Task data:

· · ·

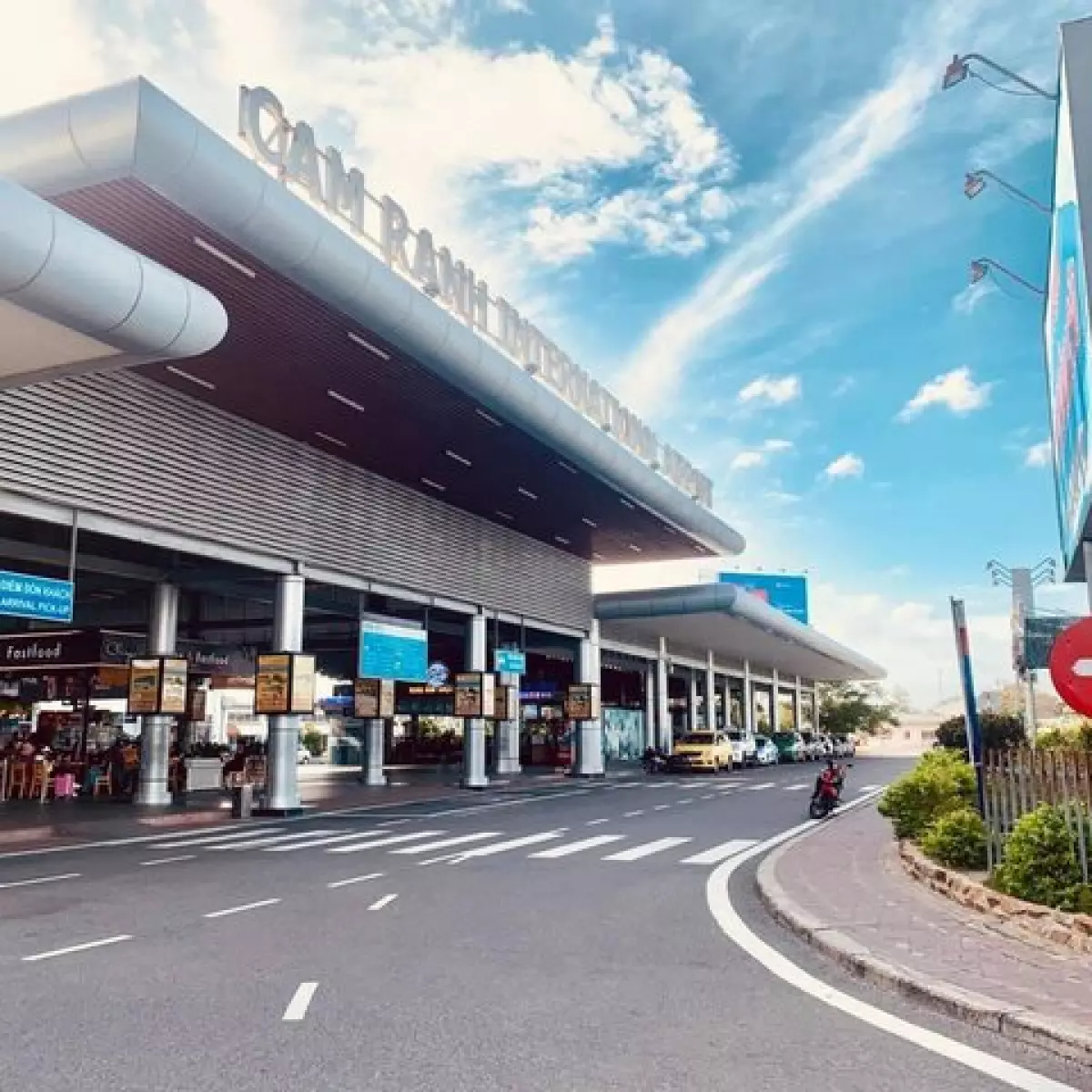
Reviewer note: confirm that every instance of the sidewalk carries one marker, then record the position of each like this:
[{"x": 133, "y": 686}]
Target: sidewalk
[
  {"x": 844, "y": 890},
  {"x": 28, "y": 824}
]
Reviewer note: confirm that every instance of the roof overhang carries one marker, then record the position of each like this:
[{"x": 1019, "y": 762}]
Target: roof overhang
[
  {"x": 132, "y": 135},
  {"x": 734, "y": 626},
  {"x": 75, "y": 300}
]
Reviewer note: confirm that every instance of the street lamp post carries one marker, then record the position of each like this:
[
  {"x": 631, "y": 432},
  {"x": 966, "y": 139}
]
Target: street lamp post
[
  {"x": 976, "y": 183},
  {"x": 960, "y": 70},
  {"x": 981, "y": 268},
  {"x": 1024, "y": 582}
]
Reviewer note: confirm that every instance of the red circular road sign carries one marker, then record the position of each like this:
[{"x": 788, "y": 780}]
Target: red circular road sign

· · ·

What the task asks:
Copy every line of the data above in which the string "Reviewer" appears.

Task solution:
Reviewer note: confirm that every instance of the sidewalk carries one marker, then record the position of each like this:
Reviewer note: confirm that every instance of the roof overhang carries one marker, then record the position of each like this:
Reviewer note: confirm that every instance of the street lamp post carries one marker, then record the position of each like this:
Reviewer note: confirm that every instance of the red circular road sign carries one marker, then record the position of each like this:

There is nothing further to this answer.